- TASK REQUIREMENTS: Continue the news report on the fatal Alabama rot case in Northern Ireland, starting right after its last sentence.

- EXTRACT TO READ:
CRGV case confirmed in Northern Ireland
A new and fatal case of cutaneous and renal glomerular vasculopathy (CRGV) has been confirmed in Northern Ireland, the fifth such incident in the UK so far this year, following 11 others recorded in 2022.
Experts at Anderson Moores Veterinary Specialists (AMVS) in Hampshire said cases of the disease, which is also known as Alabama rot, are more unusual at this time of the year.
Josh Walker, co-lead of the practice’s CRGV research unit, said: “Cases are less common in the summer, but possible. This case in Craigavon, County Armagh, involved a three-year-old male French bulldog.
“This disease is still rare, so we’re advising dog owners to remain calm, but vigilant and seek advice from their local vet if their dog develops unexplained skin lesions.”
Overall, there have been 295 CRGV cases recorded since it was first discovered in the UK in 2012. An online map, developed by AMVS, records the locations of all confirmed cases within the UK.
Mr Walker said the best chance of recovery probably lies with early and intensive veterinary care.
He said: “We have been at the forefront of research into CRGV for almost a decade and have witnessed first-hand the often-devastating effects of the disease.
“Treatment largely revolves around management of the sudden onset kidney failure and, sadly, with our current understanding of the disease, is only successful in around 10% of cases.”

- GIVEN RECORDS:
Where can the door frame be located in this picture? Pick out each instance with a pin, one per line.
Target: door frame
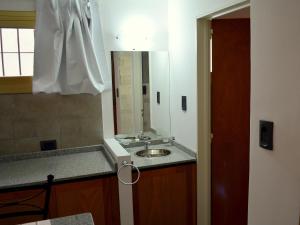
(204, 110)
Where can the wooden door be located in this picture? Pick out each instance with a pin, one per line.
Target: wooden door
(99, 197)
(166, 196)
(230, 121)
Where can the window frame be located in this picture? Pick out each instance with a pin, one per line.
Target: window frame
(16, 19)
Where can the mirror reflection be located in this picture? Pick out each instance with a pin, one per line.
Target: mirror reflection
(141, 87)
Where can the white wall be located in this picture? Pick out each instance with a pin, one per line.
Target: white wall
(183, 60)
(275, 176)
(130, 20)
(25, 5)
(159, 81)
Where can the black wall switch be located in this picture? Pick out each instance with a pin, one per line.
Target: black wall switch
(48, 145)
(158, 97)
(266, 134)
(144, 89)
(183, 103)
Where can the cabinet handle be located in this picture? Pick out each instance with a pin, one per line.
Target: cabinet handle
(126, 164)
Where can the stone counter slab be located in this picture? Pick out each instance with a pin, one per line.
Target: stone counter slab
(81, 219)
(34, 170)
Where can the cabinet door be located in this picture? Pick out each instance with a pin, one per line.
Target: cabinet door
(99, 197)
(166, 196)
(19, 195)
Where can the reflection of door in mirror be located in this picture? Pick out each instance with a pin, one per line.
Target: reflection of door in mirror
(128, 77)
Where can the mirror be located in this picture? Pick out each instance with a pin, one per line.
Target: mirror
(141, 89)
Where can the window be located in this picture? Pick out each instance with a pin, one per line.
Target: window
(16, 51)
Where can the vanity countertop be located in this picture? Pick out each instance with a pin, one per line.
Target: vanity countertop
(30, 169)
(80, 219)
(179, 155)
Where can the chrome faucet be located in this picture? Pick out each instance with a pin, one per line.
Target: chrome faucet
(147, 143)
(171, 140)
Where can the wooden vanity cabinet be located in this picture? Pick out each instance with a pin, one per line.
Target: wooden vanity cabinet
(99, 197)
(166, 196)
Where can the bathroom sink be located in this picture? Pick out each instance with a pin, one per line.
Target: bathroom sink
(153, 153)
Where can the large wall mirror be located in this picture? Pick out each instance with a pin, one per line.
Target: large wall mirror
(141, 93)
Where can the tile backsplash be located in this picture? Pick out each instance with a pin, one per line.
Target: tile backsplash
(27, 119)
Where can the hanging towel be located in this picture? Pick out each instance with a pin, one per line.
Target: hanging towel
(69, 51)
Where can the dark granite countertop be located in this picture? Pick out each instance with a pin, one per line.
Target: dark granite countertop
(179, 155)
(32, 168)
(80, 219)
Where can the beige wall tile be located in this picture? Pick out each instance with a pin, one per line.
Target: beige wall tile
(7, 106)
(27, 145)
(27, 119)
(6, 129)
(46, 128)
(24, 129)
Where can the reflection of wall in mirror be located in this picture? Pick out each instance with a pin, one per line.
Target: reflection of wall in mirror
(159, 81)
(128, 80)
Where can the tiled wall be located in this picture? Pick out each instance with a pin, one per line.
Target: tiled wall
(26, 119)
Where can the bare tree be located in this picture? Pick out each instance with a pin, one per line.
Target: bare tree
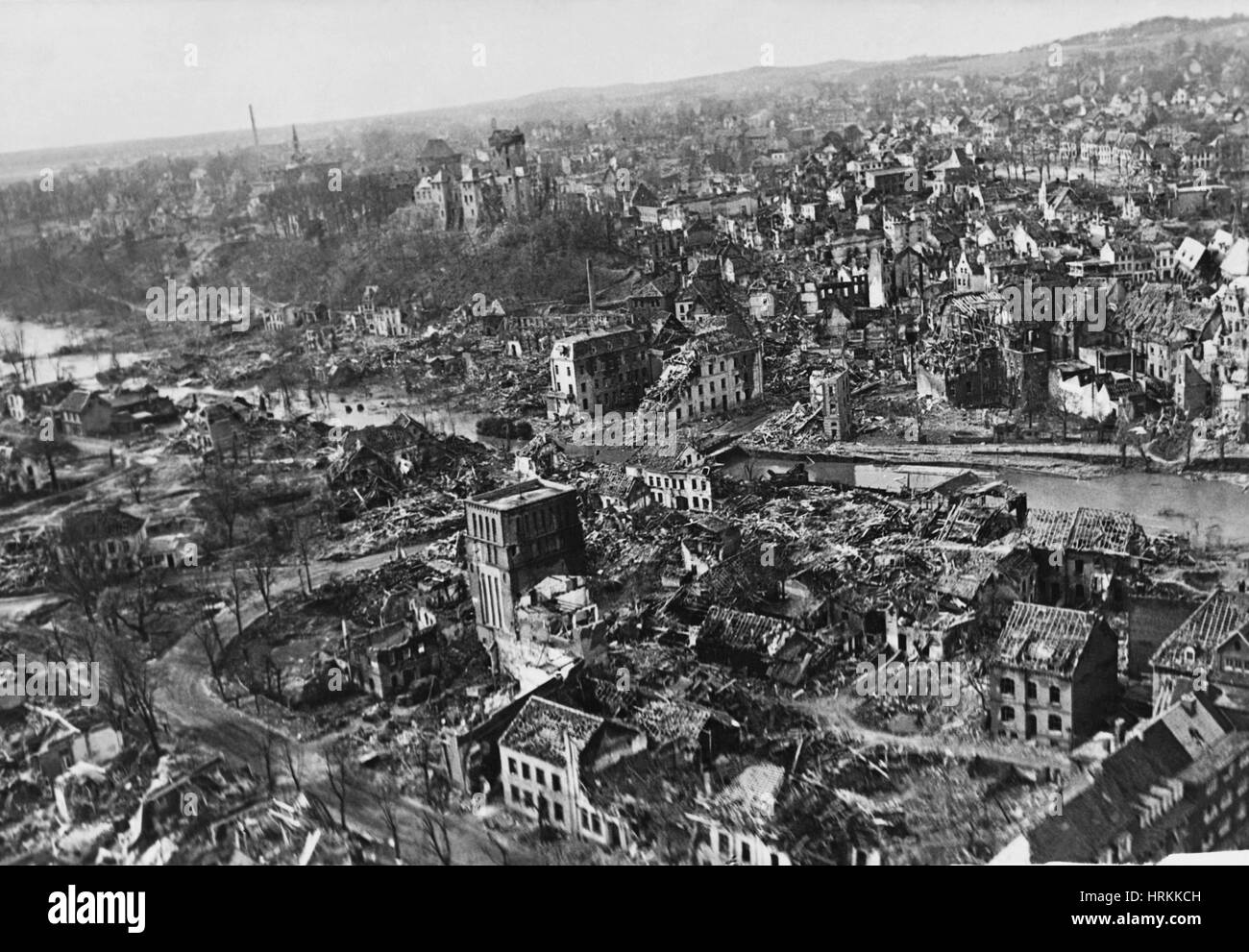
(228, 494)
(135, 685)
(210, 640)
(436, 796)
(76, 571)
(266, 744)
(136, 478)
(338, 769)
(294, 761)
(237, 590)
(136, 603)
(387, 793)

- ANSWER:
However, there is hope of an advance in knowledge after academics at the University of Bristol revealed earlier this year that they had identified a bacteria that they think could be the source of the disease.
Alabama rot, otherwise known as Cutaneous and Renal Glomerular Vasculopathy (CRGV), is a disease that affects dogs. It damages the blood vessels in the skin and kidneys, which causes visible sores on the skin and can lead to severe organ dysfunction and ultimately kidney failure.
The cause of the disease is currently unknown, though research is on-going.
Most reports come from pet owners who walk their dogs in the countryside, and most cases are reported during winter and spring. Generally, cases are rare in the summer months compared to the colder months.
- Skin sores, visible swelling, red patch or skin defects not caused by a known injury. These skin lesions typically appear below the knee or elbow, and occasionally on the face or at the bottom of the chest or abdomen.
- Changes in appetite – reduced appetite, drinking more, vomiting and lethargy are signs of acute kidney injury.